GIVEN INSTRUCTION
Rewrite the items from the line containing "Shelf-audit tagging: for every instance of the red" down to the line containing "x=259, y=133", replacing "football stadium" with "soccer stadium" and keeping everything else the same.

— START INPUT RECORDS —

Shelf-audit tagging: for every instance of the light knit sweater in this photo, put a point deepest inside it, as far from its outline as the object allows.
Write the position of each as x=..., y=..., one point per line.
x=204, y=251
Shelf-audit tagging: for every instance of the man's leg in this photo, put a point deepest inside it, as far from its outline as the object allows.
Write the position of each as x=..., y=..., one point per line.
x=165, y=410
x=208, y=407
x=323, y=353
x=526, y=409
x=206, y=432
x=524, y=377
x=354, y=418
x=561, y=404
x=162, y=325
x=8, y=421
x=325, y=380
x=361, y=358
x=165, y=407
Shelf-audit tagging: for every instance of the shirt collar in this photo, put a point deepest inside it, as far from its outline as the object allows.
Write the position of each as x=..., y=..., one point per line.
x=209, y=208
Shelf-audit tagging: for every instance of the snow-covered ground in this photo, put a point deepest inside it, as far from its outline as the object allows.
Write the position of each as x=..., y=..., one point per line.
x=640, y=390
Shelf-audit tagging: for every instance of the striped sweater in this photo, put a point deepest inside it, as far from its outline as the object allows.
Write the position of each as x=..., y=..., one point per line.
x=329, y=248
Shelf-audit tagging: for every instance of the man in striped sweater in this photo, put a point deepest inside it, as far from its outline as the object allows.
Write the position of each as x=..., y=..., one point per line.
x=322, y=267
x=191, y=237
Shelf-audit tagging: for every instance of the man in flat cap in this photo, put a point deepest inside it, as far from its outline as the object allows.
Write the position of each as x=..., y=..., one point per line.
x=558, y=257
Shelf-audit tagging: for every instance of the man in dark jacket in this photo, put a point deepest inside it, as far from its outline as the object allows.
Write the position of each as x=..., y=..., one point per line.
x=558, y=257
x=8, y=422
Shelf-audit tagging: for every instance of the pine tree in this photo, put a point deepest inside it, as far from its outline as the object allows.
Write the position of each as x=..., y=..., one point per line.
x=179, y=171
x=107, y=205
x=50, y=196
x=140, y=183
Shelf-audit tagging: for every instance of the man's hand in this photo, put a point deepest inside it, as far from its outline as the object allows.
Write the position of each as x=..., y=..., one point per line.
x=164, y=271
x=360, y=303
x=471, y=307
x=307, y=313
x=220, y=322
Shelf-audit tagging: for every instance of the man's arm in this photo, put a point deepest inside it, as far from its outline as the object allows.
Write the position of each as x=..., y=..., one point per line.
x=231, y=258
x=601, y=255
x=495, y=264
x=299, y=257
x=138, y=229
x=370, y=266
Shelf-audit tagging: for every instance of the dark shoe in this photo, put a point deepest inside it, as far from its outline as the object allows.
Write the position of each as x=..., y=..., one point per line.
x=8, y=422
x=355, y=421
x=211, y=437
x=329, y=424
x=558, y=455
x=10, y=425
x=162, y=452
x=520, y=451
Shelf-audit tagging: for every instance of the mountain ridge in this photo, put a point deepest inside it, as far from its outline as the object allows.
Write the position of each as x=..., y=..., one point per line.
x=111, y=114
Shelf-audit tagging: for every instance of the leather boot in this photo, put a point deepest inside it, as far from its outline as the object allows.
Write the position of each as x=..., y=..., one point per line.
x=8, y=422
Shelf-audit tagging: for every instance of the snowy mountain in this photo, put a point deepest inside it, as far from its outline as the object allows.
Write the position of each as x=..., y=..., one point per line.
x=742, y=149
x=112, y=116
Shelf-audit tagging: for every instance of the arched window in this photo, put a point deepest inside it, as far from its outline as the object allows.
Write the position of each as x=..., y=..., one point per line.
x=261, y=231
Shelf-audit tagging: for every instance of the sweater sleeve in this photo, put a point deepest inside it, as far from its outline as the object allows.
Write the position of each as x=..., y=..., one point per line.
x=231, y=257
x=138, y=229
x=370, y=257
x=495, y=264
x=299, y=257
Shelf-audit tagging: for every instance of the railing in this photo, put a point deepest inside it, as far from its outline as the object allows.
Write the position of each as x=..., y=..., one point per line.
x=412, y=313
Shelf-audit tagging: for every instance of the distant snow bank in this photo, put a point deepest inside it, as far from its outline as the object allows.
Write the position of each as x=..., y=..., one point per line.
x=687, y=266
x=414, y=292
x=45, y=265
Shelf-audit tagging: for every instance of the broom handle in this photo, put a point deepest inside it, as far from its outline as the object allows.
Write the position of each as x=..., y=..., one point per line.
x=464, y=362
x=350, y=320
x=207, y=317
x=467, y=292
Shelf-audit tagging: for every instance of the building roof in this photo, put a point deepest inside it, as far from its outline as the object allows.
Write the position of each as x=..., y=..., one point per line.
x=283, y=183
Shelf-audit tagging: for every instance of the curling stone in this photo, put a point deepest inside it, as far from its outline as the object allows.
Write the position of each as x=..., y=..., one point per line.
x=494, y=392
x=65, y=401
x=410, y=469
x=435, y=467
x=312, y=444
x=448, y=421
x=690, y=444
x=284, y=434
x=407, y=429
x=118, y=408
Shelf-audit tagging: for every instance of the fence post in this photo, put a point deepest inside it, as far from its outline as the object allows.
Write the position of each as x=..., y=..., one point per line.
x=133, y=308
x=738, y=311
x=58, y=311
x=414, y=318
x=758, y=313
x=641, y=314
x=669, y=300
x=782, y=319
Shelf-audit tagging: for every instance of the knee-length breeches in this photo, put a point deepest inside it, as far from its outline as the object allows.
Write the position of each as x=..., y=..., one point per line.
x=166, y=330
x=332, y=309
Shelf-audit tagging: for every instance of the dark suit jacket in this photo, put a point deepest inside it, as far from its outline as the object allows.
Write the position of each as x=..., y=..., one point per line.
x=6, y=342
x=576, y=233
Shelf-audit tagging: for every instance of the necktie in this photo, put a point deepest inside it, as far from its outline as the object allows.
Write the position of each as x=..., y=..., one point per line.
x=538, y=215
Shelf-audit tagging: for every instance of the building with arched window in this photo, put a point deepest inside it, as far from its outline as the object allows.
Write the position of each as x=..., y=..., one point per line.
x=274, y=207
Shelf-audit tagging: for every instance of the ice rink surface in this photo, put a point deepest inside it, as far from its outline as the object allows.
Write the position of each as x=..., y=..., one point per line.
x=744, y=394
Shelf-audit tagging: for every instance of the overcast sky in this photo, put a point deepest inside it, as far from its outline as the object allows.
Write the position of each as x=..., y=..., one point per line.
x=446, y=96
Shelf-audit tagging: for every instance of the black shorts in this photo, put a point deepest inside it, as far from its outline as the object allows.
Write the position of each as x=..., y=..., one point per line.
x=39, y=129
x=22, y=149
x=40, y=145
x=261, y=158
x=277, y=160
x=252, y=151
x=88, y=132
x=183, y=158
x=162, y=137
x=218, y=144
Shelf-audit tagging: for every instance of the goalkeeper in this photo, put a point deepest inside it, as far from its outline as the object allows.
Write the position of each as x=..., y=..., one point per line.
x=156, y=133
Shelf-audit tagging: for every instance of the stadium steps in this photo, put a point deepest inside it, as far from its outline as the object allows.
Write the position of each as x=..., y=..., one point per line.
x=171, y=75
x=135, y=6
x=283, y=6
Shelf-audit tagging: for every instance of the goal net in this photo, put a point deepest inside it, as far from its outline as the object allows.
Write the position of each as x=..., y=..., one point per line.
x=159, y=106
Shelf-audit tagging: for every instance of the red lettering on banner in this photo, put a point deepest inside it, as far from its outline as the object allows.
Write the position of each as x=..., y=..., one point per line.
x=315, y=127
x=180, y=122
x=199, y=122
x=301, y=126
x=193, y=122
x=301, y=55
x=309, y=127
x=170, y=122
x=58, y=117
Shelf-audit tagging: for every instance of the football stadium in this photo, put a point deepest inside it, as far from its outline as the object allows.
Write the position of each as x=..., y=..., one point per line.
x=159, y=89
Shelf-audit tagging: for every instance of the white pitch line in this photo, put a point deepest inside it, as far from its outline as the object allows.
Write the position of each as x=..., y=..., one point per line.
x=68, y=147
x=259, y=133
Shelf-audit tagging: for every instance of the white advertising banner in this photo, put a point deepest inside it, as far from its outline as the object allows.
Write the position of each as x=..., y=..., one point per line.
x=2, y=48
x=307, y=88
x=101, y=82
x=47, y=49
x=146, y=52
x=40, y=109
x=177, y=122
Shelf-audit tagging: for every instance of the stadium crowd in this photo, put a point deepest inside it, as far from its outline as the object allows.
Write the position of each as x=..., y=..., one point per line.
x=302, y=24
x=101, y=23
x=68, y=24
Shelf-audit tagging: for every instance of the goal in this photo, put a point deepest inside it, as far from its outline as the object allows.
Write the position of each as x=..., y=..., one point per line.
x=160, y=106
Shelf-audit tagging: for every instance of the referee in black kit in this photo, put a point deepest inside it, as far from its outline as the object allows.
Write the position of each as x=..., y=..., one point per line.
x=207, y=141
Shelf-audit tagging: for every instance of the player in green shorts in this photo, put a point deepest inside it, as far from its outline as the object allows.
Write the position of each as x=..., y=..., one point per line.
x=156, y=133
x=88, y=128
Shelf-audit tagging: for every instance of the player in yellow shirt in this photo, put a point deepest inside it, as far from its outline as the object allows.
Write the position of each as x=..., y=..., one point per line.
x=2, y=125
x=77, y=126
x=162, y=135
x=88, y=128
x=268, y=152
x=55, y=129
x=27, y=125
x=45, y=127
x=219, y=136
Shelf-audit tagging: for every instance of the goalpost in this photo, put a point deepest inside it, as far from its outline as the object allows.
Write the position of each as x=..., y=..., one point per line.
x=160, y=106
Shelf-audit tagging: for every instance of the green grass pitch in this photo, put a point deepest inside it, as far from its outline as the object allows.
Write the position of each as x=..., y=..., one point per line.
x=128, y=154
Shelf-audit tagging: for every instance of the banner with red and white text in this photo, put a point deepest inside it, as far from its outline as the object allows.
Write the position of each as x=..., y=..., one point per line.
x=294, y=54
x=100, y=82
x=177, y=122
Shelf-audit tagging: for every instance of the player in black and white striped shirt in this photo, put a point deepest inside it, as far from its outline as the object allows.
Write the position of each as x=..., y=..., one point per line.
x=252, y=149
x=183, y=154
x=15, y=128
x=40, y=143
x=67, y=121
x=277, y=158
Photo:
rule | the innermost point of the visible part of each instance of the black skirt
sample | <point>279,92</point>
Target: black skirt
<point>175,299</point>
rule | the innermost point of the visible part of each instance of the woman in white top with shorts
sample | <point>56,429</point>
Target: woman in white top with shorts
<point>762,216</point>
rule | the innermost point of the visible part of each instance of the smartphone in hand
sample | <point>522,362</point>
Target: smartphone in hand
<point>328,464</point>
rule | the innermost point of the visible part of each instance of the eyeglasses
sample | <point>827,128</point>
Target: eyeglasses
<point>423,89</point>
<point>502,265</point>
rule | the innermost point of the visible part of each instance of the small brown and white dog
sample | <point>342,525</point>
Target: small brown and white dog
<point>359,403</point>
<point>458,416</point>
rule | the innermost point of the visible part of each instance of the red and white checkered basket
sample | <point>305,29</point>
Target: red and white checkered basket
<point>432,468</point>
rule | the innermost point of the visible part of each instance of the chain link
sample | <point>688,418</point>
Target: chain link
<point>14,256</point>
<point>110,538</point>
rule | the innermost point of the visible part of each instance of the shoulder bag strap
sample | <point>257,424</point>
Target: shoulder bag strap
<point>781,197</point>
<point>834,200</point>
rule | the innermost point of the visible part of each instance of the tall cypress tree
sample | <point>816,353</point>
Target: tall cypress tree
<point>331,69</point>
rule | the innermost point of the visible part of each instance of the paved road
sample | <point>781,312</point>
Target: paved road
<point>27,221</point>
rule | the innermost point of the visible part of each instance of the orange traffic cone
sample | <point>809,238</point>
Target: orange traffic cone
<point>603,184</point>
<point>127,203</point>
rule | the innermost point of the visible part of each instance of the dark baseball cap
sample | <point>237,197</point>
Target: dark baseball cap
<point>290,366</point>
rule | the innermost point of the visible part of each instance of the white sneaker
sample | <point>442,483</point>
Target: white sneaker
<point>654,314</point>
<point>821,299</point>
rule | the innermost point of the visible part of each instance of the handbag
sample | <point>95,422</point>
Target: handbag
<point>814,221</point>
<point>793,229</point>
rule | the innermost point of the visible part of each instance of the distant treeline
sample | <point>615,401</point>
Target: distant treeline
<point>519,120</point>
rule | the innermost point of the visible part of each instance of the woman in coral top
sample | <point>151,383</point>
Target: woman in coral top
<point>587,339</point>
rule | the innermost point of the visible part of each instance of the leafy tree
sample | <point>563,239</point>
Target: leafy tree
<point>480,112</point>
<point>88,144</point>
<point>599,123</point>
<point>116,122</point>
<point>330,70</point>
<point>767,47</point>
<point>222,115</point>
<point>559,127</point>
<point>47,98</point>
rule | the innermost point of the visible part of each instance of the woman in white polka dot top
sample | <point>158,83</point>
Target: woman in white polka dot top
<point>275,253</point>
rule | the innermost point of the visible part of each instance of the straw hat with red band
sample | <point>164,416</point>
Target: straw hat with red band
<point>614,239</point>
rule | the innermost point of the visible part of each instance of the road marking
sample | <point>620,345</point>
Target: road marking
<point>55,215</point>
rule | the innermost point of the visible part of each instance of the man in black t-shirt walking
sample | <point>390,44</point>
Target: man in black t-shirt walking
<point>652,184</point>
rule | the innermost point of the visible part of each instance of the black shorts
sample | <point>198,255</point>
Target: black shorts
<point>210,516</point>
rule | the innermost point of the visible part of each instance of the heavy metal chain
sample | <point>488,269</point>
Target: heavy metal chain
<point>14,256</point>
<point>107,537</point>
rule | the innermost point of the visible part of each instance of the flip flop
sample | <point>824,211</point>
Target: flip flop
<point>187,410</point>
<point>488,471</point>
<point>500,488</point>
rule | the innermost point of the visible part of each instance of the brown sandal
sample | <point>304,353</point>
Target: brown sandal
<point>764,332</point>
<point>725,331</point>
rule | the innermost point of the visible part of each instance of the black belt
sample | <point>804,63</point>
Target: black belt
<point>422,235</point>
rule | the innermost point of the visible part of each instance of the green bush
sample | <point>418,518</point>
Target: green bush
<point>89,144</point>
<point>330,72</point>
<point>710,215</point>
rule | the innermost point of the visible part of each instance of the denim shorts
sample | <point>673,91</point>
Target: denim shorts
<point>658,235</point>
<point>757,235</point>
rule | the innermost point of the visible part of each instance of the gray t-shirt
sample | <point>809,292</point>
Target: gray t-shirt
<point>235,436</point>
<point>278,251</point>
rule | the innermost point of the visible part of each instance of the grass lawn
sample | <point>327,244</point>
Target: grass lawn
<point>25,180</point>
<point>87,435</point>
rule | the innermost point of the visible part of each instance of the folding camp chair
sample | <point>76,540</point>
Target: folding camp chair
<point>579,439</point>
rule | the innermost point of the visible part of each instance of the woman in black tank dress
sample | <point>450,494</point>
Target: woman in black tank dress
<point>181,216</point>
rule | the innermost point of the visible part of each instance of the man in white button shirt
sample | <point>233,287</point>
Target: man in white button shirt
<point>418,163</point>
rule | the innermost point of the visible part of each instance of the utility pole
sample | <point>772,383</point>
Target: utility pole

— END INPUT RECORDS —

PROBLEM SOLUTION
Shelf-audit tagging: for every instance of the red lettering on banner in this photo, put a point deepest inside it, as far from its outline as the object allows.
Write the position of each as x=..., y=..., one point per line.
x=315, y=127
x=180, y=122
x=199, y=122
x=301, y=126
x=193, y=122
x=301, y=55
x=309, y=127
x=170, y=122
x=58, y=117
Shelf-audit tagging: for every instance of the soccer stadium in this photo, put a point deepest inside it, as far from its outline as the object allows.
Write the position of each as x=..., y=..., one point per line.
x=159, y=89
Shelf-audit tagging: for every instance of the white pitch line in this photo, put a point deepest inside it, as far from its outline as the object allows.
Write the position of each as x=..., y=..., one point per line.
x=68, y=147
x=259, y=133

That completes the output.